Provided entries:
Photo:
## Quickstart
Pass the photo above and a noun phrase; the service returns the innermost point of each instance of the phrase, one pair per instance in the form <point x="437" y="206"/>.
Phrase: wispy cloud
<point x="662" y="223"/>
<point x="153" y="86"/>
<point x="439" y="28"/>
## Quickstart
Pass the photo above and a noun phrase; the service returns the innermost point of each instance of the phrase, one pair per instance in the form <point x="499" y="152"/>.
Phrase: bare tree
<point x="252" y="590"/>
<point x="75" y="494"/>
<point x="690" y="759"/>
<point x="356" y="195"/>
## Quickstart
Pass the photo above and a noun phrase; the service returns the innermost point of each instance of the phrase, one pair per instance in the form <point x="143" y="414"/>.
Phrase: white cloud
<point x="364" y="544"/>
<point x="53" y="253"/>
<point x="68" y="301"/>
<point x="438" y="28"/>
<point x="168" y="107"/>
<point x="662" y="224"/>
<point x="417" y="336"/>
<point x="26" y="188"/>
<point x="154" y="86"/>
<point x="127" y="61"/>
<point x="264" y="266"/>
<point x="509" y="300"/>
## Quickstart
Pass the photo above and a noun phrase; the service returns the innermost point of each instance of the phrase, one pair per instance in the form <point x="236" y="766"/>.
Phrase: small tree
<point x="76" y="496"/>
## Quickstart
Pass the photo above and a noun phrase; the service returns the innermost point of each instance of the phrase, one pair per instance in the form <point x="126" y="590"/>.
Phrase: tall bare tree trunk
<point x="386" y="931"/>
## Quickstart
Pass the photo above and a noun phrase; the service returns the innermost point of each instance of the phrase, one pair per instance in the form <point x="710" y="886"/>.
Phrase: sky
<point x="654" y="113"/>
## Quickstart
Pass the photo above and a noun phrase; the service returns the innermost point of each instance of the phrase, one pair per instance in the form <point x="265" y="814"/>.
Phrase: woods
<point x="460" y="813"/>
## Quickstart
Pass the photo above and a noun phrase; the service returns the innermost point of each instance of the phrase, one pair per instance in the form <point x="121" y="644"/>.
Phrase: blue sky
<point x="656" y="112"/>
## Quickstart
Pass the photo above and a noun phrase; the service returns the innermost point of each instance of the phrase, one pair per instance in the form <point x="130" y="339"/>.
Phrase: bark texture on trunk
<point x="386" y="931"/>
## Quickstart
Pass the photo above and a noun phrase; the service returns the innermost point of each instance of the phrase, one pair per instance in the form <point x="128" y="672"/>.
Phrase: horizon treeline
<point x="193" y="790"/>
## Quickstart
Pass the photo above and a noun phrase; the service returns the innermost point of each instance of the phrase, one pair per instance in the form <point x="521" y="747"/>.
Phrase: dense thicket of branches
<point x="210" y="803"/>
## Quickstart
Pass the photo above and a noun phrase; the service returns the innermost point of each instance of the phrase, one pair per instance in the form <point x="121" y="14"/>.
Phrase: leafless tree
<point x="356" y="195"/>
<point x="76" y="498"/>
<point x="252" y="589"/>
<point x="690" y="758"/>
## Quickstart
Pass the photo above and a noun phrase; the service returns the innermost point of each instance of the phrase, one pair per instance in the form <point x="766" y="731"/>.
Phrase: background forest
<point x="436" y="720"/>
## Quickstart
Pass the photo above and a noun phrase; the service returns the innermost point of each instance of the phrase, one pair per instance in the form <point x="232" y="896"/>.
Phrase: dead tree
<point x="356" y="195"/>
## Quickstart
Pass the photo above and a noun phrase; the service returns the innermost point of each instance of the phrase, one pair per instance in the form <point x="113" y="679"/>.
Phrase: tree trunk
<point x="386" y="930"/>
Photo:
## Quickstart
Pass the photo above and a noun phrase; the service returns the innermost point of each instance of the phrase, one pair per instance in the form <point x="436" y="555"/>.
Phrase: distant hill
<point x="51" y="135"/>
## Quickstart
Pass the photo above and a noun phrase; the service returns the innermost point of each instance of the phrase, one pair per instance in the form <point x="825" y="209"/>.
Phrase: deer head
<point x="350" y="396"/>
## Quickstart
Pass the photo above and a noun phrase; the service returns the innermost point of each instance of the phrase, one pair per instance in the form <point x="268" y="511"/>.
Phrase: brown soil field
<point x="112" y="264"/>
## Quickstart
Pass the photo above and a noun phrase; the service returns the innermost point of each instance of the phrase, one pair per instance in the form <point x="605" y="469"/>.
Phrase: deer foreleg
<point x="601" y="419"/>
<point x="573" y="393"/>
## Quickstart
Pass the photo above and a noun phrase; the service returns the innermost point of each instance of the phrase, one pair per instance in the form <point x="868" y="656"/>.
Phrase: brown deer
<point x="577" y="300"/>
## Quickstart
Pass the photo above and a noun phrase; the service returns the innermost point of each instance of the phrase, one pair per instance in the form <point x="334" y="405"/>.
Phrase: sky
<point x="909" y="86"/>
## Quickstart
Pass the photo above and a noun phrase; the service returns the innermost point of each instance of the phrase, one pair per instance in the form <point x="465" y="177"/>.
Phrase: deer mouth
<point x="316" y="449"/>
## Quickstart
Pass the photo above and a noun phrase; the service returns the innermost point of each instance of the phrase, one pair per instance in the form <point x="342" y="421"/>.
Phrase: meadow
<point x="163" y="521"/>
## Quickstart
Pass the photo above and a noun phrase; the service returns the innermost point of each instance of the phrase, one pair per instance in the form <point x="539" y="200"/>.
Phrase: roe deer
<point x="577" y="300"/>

Task requirements:
Write out all records exactly, keeping every detail.

Exercise solution:
Photo:
## Quickstart
Pass the photo above and a noun phrase; the service returns the innermost point of each instance of the phrase, one pair per instance in the form <point x="437" y="206"/>.
Phrase: wispy cloud
<point x="662" y="223"/>
<point x="153" y="86"/>
<point x="439" y="28"/>
## Quickstart
Pass the photo above and a noun phrase; the service returns the innermost point of each instance of the phrase, one pair per instance in the form <point x="499" y="152"/>.
Phrase: bare tree
<point x="252" y="590"/>
<point x="75" y="494"/>
<point x="690" y="759"/>
<point x="356" y="195"/>
## Quickstart
Pass the photo above and a noun phrase; the service returns the innermost point of each instance of the phrase, one pair per instance in the form <point x="143" y="414"/>.
Phrase: white cloud
<point x="364" y="544"/>
<point x="53" y="253"/>
<point x="68" y="301"/>
<point x="438" y="28"/>
<point x="168" y="107"/>
<point x="662" y="224"/>
<point x="417" y="336"/>
<point x="26" y="188"/>
<point x="154" y="86"/>
<point x="127" y="61"/>
<point x="264" y="266"/>
<point x="509" y="300"/>
## Quickstart
Pass the photo above and a noun phrase; the service returns the innermost point of each instance of the phrase, one pair per instance in the form <point x="236" y="766"/>.
Phrase: small tree
<point x="76" y="496"/>
## Quickstart
Pass the photo above and a noun phrase; the service returns the innermost point of each instance of the phrase, one pair per instance in the form <point x="126" y="590"/>.
Phrase: tall bare tree trunk
<point x="386" y="931"/>
## Quickstart
Pass the photo above and a noun phrase; the service returns the innermost point of each instance of the phrase, one pair per instance in the form <point x="710" y="886"/>.
Phrase: sky
<point x="654" y="113"/>
## Quickstart
Pass the photo above and a noun phrase; the service returns the innermost point of each instance of the phrase, one pair per instance in the form <point x="265" y="814"/>.
Phrase: woods
<point x="460" y="813"/>
## Quickstart
Pass the photo above and a noun phrase; the service returns the innermost point of each instance of the phrase, one pair per instance in the form <point x="121" y="644"/>.
Phrase: blue sky
<point x="656" y="112"/>
## Quickstart
Pass the photo above and a noun phrase; the service returns the innermost point of each instance of the phrase, one pair per instance in the form <point x="130" y="339"/>.
Phrase: bark texture on trunk
<point x="386" y="931"/>
## Quickstart
Pass the photo above and a noun phrase; the service returns the innermost point of each instance of the phrase, one pair per instance in the form <point x="128" y="672"/>.
Phrase: horizon treeline
<point x="193" y="790"/>
## Quickstart
Pass the photo above and a noun phrase; the service returns the innermost point of each instance of the phrase, one pair per instance in the form <point x="521" y="747"/>.
Phrase: dense thicket of branches
<point x="210" y="803"/>
## Quickstart
Pass the photo above and a noun phrase; the service returns the innermost point of each instance of the phrase, one pair per instance in the form <point x="121" y="14"/>.
Phrase: leafless tree
<point x="356" y="195"/>
<point x="76" y="498"/>
<point x="252" y="589"/>
<point x="690" y="758"/>
## Quickstart
Pass the photo above and a noun phrase; the service returns the innermost point of each instance of the phrase, one pair per instance in the form <point x="766" y="731"/>.
Phrase: background forest
<point x="436" y="720"/>
## Quickstart
Pass the photo above and a noun phrase; the service returns the innermost point of each instance of the phrase, one pair per instance in the form <point x="232" y="896"/>.
Phrase: dead tree
<point x="356" y="195"/>
## Quickstart
Pass the photo above and a noun phrase; the service returns the innermost point of each instance of the phrase, one pair per instance in the form <point x="113" y="679"/>.
Phrase: tree trunk
<point x="386" y="930"/>
Photo:
## Quickstart
Pass the photo above and a noun phrase; the service returns the innermost point of each instance of the phrase, one pair per instance in the form <point x="436" y="555"/>.
Phrase: distant hill
<point x="51" y="135"/>
## Quickstart
Pass the photo above and a noun phrase; the service returns the innermost point of each instance of the phrase, one pair per instance in the form <point x="825" y="209"/>.
Phrase: deer head
<point x="350" y="396"/>
## Quickstart
Pass the photo above and a noun phrase; the service returns the innermost point of each instance of the phrase, one pair per instance in the form <point x="268" y="511"/>.
Phrase: brown soil field
<point x="112" y="264"/>
## Quickstart
Pass the photo above and a noun phrase; the service returns the innermost point of each instance of the phrase, one pair per instance in the form <point x="605" y="469"/>.
Phrase: deer foreleg
<point x="601" y="419"/>
<point x="573" y="393"/>
## Quickstart
Pass the photo above and a noun phrase; the service returns the innermost point of each instance of the phrase, one pair per instance in the form <point x="868" y="656"/>.
Phrase: brown deer
<point x="577" y="300"/>
## Quickstart
Pass the photo above and a noun phrase; the service returns the innermost point of each instance of the phrase, one pair per instance in the form <point x="334" y="405"/>.
Phrase: sky
<point x="909" y="86"/>
## Quickstart
Pass the photo above and a noun phrase; the service returns the innermost point of each instance of the phrase, one pair per instance in the form <point x="465" y="177"/>.
Phrase: deer mouth
<point x="316" y="449"/>
## Quickstart
Pass the photo above and a noun phrase; the service returns the innermost point of each instance of the phrase, one pair per instance in the form <point x="342" y="421"/>.
Phrase: meadow
<point x="163" y="521"/>
## Quickstart
Pass the photo above and a noun phrase; the service returns the innermost point of each instance of the phrase, one pair per instance in the form <point x="539" y="200"/>.
Phrase: roe deer
<point x="577" y="300"/>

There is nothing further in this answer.